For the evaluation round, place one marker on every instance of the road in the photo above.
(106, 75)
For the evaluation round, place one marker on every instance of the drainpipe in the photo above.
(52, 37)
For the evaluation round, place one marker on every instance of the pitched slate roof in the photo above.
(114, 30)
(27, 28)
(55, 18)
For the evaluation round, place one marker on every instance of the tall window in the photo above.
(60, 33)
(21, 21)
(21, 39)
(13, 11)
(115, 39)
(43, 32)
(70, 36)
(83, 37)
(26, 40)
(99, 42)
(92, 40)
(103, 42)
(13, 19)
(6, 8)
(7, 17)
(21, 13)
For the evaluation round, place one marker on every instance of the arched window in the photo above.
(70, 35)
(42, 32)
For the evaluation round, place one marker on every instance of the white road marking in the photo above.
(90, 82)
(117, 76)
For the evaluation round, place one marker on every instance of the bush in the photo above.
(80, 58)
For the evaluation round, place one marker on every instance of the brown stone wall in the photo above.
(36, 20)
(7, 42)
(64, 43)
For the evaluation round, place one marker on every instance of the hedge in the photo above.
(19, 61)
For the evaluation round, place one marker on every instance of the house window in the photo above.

### TASK DIRECTIONS
Turn each line of the listing above into a JSON array of strings, with one string per line and no entries for blank lines.

### THE COMPLETED TASK
[
  "For the evaluation round, place one marker on every instance of the road in the photo above.",
  "(106, 75)",
  "For the evaluation round, place one marker on every instance of the drainpipe in the photo above.",
  "(52, 37)",
  "For the evaluation round, place one marker on every instance of the pitched slate roof in the photo above.",
  "(114, 30)",
  "(27, 28)",
  "(55, 18)",
  "For the evaluation round, place one marker on every instance of the tall window in the photo above.",
  "(60, 33)",
  "(21, 21)",
  "(21, 39)",
  "(13, 11)",
  "(115, 39)",
  "(43, 32)",
  "(70, 36)",
  "(83, 37)",
  "(26, 40)",
  "(99, 42)",
  "(92, 40)",
  "(103, 42)",
  "(13, 19)",
  "(6, 8)",
  "(7, 17)",
  "(21, 13)",
  "For the evaluation round, place one marker on every instance of the arched window in the photo above.",
  "(70, 35)",
  "(42, 32)",
  "For the evaluation round, place one marker on every instance of the white road marking in the photo above.",
  "(90, 82)",
  "(117, 76)",
  "For the evaluation round, place one marker on every instance of the bush in the photo above.",
  "(80, 58)",
  "For the evaluation round, place one marker on every instance of the brown stone wall in the photo above.",
  "(36, 20)",
  "(7, 42)",
  "(64, 43)",
  "For the evaluation round, place one marker on every instance of the hedge in the photo above.",
  "(19, 61)",
  "For the evaluation round, place one marker on every instance of the house window in the photo above."
]